Activity:
In the text about Aaron Judge, in what percentage of his plate appearances did he strike out during his 27-game debut in 2016?

Exercise text:
[Start of Attachment]

Though by no means an afterthought, Aaron Judge was not considered at the top: Baseball America had him 6th in the system, Fangraphs 5th, and MLB.com 4th. Despite memorably homering in his first at bat of his big-league career, he was coming off a brutal debut in the second half of 2016: in 27 games, he slashed .179/.263/.345 and struck out in 44.2% of his plate appearances. He beat out Aaron Hicks for the starting right field job in 2017 with a strong spring training after slashing .333/.391/.540. As it turned out, that was a harbinger of things to come.
That year, Aaron Judge shocked the baseball world by not only smashing a rookie-record 52 home runs (since broken by Pete Alonso), but also hitting for a solid batting average at .284, showing an outstanding eye at the plate by walking an AL-leading 127 times, and playing outstanding defense in right field. He had a legitimate argument for MVP over Jose Altuve. Judge led in virtually every offensive category except for batting average, including more home runs (52 to 24), a higher OBP (.422 to .410) and higher WRC+ (174 to 160). He also had 8 defensive runs saved in right field compared to -1 for Altuve at second base. (A personal note: shenanigans aside, I do not think that it is crazy that Altuve won. Altuve was 9th in Win Probability Added while Judge, despite his prodigious production, ranked just 38th due to being the least-clutch hitter in the league. Judge was clearly awesome overall, but he consistently failed to come through when it counted the most). Either way, Judge’s breakout was clearly real and sustainable: despite missing significant time with injuries, he ranks 5th among all position players in fWAR from 2017-2021. While Judge continues to perform at an MVP level, he is not the same player that he was in 2017. I wanted to take a look at how Judge has evolved as a hitter since then.
While Aaron Judge has a reputation in the mainstream media as a strikeout-prone slugger, he is actually striking out far less these days relative to the beginning of his career. After having a cumulative strikeout rate of 30.9% from 2017-2019, he is down to 25.5% from the start of 2021 through 29 games in 2022. And, because the league wide strikeout rate continues to rise year after year, Judge’s improvement relative to the rest of the league looks even better: after finishing in the bottom 5 percentile in strikeout rate in each of his first 3 full seasons, he has been in the 25th and 21st percentile in 2021 and 2022. Hovering around the 20-25th percentile is still not great in a vacuum, but I would say that even that has far surpassed expectations at the beginning of his career. Unsurprisingly, this has been driven by Judge becoming significantly better at his bat-to-ball contact skills over the last two years. His overall contact rate on swings is up from ~66% from 2017-2019 to ~74% in 2021-2022. While he is indeed making more contact on his swings at pitches inside the strike zone, this large improvement in overall contact rate is driven by pitches outside of the strike zone, from ~43% from 2017-2019 to ~56.5% in 2021-2022. But is this really a good thing?

[End of Attachment]

Raw data:
[Start of Attachment]

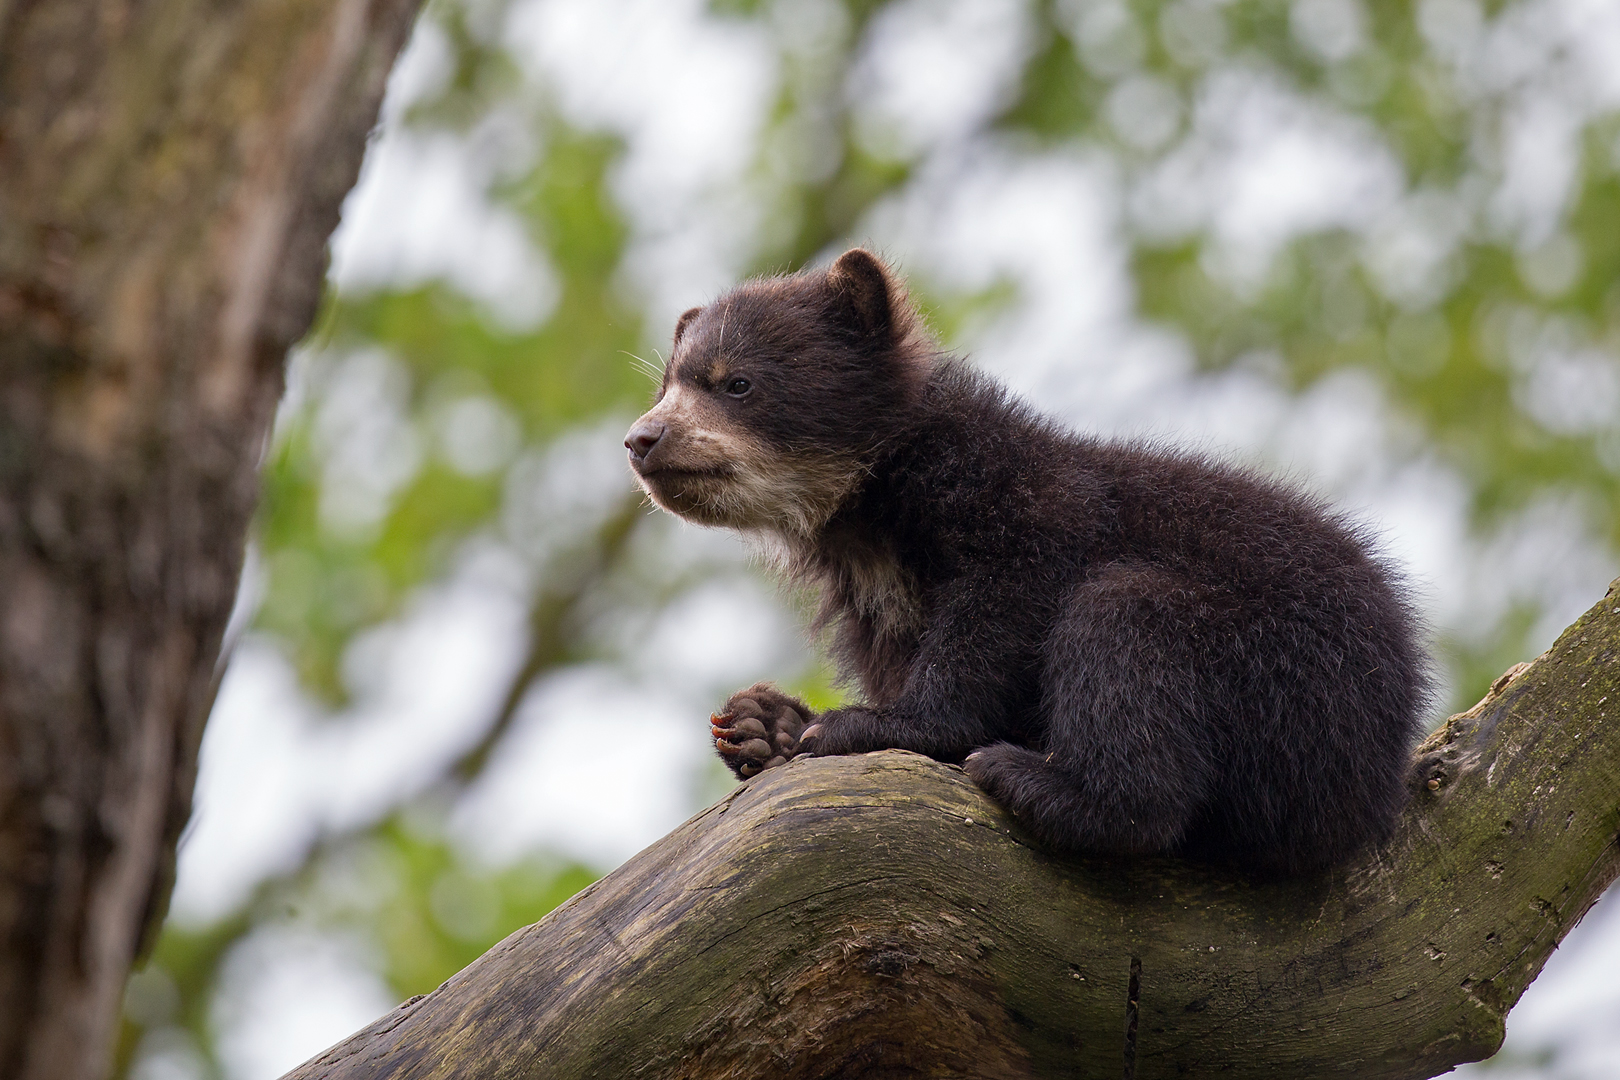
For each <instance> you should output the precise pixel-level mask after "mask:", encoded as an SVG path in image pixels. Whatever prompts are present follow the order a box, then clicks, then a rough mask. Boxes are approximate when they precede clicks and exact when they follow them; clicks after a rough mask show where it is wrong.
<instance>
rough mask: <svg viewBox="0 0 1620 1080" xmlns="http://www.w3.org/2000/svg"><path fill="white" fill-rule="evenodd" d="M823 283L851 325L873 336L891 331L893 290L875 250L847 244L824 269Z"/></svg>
mask: <svg viewBox="0 0 1620 1080" xmlns="http://www.w3.org/2000/svg"><path fill="white" fill-rule="evenodd" d="M826 283H828V285H829V287H831V290H833V293H834V296H838V300H839V301H841V304H839V306H841V309H842V311H841V314H842V316H846V317H847V319H849V322H851V324H852V325H854V329H857V330H860V332H862V334H865V335H873V337H889V335H891V334H893V330H894V295H896V290H894V285H893V282H891V280H889V270H888V267H885V266H883V262H881V261H880V259H878V257H876V256H875V254H872V253H870V251H865V249H863V248H851V249H849V251H846V253H844V254H841V256H839V257H838V262H834V264H833V266H831V267H829V269H828V272H826Z"/></svg>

[End of Attachment]

Answer area:
44.2%